### Activity
Exact copy, no pictures: output all the records that follow.

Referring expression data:
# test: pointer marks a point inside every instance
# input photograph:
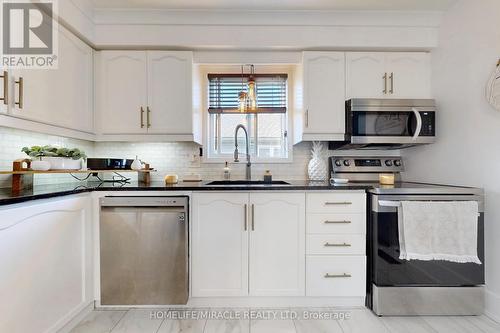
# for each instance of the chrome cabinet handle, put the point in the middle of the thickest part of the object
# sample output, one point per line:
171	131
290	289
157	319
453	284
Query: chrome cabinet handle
329	203
253	217
392	83
337	245
344	275
5	97
385	84
246	217
148	118
337	222
20	83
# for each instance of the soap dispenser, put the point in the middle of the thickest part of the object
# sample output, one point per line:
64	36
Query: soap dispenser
136	164
227	172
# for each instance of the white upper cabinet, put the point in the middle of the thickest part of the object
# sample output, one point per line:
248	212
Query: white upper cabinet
145	92
122	92
219	244
409	74
365	75
324	96
277	244
388	75
61	97
241	246
169	92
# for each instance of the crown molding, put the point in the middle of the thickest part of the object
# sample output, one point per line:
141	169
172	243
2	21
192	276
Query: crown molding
272	17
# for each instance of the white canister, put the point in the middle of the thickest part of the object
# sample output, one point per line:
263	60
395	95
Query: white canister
39	165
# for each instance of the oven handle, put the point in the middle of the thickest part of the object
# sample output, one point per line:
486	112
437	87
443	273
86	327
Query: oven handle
419	124
391	204
387	203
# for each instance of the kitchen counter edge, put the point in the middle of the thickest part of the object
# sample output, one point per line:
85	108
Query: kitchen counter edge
52	191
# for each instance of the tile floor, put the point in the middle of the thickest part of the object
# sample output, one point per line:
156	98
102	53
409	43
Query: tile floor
357	320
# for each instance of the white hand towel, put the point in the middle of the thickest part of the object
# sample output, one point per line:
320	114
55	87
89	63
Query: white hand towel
432	230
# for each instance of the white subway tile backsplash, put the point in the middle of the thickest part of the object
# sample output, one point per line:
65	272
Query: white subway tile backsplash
168	157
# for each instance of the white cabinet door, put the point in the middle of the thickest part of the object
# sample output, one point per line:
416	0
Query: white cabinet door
277	244
62	96
46	253
170	92
324	94
122	92
365	75
219	244
409	74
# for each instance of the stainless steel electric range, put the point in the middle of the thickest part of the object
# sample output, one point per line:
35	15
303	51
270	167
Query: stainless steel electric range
401	287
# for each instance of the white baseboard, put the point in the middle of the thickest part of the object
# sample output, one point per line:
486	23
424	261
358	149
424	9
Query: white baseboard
76	319
492	308
255	302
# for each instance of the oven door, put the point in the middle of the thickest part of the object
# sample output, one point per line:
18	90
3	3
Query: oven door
385	267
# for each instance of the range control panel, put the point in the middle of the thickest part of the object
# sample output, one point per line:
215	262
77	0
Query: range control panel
366	164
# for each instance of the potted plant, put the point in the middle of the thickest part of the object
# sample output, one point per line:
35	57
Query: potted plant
58	158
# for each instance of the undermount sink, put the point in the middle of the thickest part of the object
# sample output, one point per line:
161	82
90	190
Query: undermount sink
247	182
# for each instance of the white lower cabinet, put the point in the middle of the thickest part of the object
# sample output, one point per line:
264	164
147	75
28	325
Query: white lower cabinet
336	244
336	276
46	263
248	244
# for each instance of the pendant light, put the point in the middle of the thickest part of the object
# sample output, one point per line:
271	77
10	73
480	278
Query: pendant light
242	96
252	90
247	98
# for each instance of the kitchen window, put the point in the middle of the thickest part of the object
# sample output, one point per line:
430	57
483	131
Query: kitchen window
267	126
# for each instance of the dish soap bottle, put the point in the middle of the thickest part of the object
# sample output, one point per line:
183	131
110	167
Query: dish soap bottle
268	177
227	172
136	164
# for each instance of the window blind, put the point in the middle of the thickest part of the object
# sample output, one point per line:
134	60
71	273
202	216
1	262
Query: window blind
270	90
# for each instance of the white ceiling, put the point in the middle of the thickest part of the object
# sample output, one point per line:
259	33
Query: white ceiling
278	4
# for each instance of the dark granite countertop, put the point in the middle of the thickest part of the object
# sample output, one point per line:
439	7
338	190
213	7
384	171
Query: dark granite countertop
8	197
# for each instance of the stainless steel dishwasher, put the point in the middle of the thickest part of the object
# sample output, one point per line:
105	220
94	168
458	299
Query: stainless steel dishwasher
144	250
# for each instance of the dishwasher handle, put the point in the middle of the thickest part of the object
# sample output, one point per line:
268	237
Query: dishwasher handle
132	201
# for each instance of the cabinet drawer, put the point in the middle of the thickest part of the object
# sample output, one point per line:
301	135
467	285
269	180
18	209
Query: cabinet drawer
336	244
336	223
336	203
336	276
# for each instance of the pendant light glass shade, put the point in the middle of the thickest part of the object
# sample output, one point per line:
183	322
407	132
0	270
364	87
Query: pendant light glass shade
242	101
247	100
252	94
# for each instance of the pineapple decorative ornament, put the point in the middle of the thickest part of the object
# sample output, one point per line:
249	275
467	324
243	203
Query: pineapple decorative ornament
317	168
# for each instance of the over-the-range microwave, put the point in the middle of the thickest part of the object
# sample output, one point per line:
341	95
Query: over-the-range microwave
389	123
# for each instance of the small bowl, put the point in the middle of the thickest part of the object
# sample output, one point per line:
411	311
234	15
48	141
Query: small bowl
340	180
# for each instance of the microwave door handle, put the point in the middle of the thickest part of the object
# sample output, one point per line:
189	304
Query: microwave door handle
386	203
419	124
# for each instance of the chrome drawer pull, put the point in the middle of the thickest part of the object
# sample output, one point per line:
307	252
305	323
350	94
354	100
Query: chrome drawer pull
337	222
340	203
5	97
328	276
336	245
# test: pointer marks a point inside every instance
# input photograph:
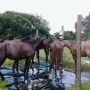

### Task output
# test: pointer marks a point inside every instance
# input photograph:
# for each instance of the chrome cabinet handle, put the point in the middle of the thickest part of the object
# sample output, one point per line:
171	131
290	289
157	319
453	284
Query: chrome cabinet handle
329	203
253	217
392	83
337	245
344	275
5	97
385	84
246	217
148	118
337	222
20	83
# for each instance of the soap dispenser, put the point in the middle of the thickest part of the object
# sample output, one point per line:
64	36
Query: soap dispenser
136	164
227	172
# for each instance of the white upper cabinet, put the point in the middle of the thickest part of the object
# sample output, one point per line:
248	212
Query: white upper cabinet
145	92
122	92
219	244
409	74
365	75
324	96
277	244
388	75
61	97
241	246
169	92
# for each instance of the crown molding, put the point in the middle of the thickest part of the object
# sample output, one point per line:
141	169
172	243
2	21
192	276
Query: crown molding
272	17
# for each instance of the white canister, put the point in the middle of the thickest part of the object
# sample output, one point per line:
263	60
395	95
Query: white canister
39	165
# for each instance of the oven handle, put the point in the middle of the thickest part of the object
# sample output, one point per line:
486	112
437	87
443	273
86	327
Query: oven handle
419	124
391	204
387	203
# for each instance of the kitchen counter edge, put the point in the middle of the thickest part of the object
# sample output, one point per line:
85	108
Query: kitchen counter edge
52	191
# for each instance of the tile floor, put the point in the middle of the thickest part of the object
# sample output, one point per line:
156	98
102	53
409	43
Query: tile floor
357	320
# for each instance of the white hand towel, put the point in the middle of the thickest part of the object
# sample output, one point per line:
320	114
55	87
89	63
Query: white hand towel
432	230
# for each instance of the white subway tile backsplash, put the point in the middle of the thickest part of the object
# sample output, one point per line:
65	272
Query: white subway tile backsplash
168	157
# for each instance of the white cabinet door, put the point in the middle of the thickest part of the object
# sample output, one point per line:
416	0
Query: white cabinet door
277	244
62	96
46	253
170	92
324	94
122	92
365	75
219	244
409	74
# for each instance of the stainless steel electric range, put the point in the middle of the thickest part of the object
# sample output, one point per line:
35	15
303	51
270	167
Query: stainless steel electric range
401	287
# for each instance of the white baseboard, put the point in the middle of the thickest part of the object
# sample output, one point per line:
486	23
424	261
358	149
424	9
Query: white baseboard
76	319
492	308
255	302
# for each instance of the oven door, put the point in the middle of the thickest part of the object
# sample output, one point per line:
18	90
3	3
Query: oven door
385	267
# for each instance of the range control panel, put the point in the middle of the thickest part of the object
# sample output, one point per line:
215	262
77	0
Query: range control panel
366	164
# for each instance of the potted plant, put the point in the middle of the thickest part of the object
# sample output, one point per line:
35	57
Query: potted plant
58	158
# for each instance of the undermount sink, put the point in the middle of the thickest part of the object
# sample output, one point per line:
161	82
90	190
Query: undermount sink
247	182
# for each instance of the white lower cabinet, put the point in the middle of the thickest part of the object
# sample output, one point per line:
264	164
147	75
28	325
Query: white lower cabinet
336	244
336	276
46	263
248	244
# for each instance of the pendant light, put the point in the middle of the thickest part of the object
# sample output, one point per line:
271	77
10	73
480	278
Query: pendant light
242	96
252	90
247	98
# for each instance of the kitchen window, put the point in the middle of the thickest part of the object
# sample output, one point per line:
430	57
483	131
Query: kitchen window
267	126
# for each instance of the dish soap bottle, put the point in the middle of the thickest part of the object
# sample output, one point per line:
183	131
110	167
Query: dish soap bottle
268	177
227	172
136	164
# for each instance of the window blind, put the point in the middle of the thickest part of the object
# sample output, one point per line:
134	60
71	273
202	216
1	262
Query: window blind
270	90
# for each instance of the white ceiling, put the point in the middle of the thickest part of the object
# sample output, one point per line:
259	33
Query: white ceiling
278	4
# for each instance of the dark granite countertop, put the point in the middle of the thickest part of the object
# sample output, one point per line:
439	7
338	190
213	7
384	171
Query: dark granite countertop
8	197
# for each instance of the stainless steel dishwasher, put the point in the middle of the thickest part of the object
# sample output, one point per line:
105	220
94	168
458	299
Query: stainless steel dishwasher
144	250
# for each instance of the dishwasher handle, put the point in the middle of the thickest part of the object
# sample output, one point per line:
268	237
Query: dishwasher handle
132	201
# for each instance of the cabinet drawer, put the point in the middle of the thickest part of the object
# sample output, one point per line:
301	135
467	285
269	180
18	209
Query: cabinet drawer
336	244
336	223
336	203
336	276
# for each instance of the pendant light glass shade, put the point in the middle of the thickest part of the object
# sample output, one point per line:
183	322
407	132
0	270
364	87
Query: pendant light glass shade
242	101
247	100
252	94
# for each instance of the pineapple decorative ornament, put the point in the middle of the thickest part of the object
# sample output, one point per line:
249	275
467	324
243	203
Query: pineapple decorative ornament
317	168
# for each instance of the over-the-range microwave, put the point in the middle of the thickest part of the object
# sample output, one point per line:
341	95
Query: over-the-range microwave
389	123
# for each instance of the small bowl, put the point in the middle of the thickest part of the object
# sample output, one point per line:
411	311
234	15
48	141
Query: small bowl
340	180
# for each instance of the microwave door handle, put the point in the middle of the thickest part of the object
# sample output, one point per line:
189	304
Query: microwave door handle
386	203
419	124
# for each instance of the chrome drawer pull, put the point in the middle of the thickest part of the object
# sample output, one point per line:
307	252
305	323
350	94
354	100
Query: chrome drawer pull
337	222
340	203
5	97
328	276
336	245
# test: pointer marks a point inside every instance
# input photograph:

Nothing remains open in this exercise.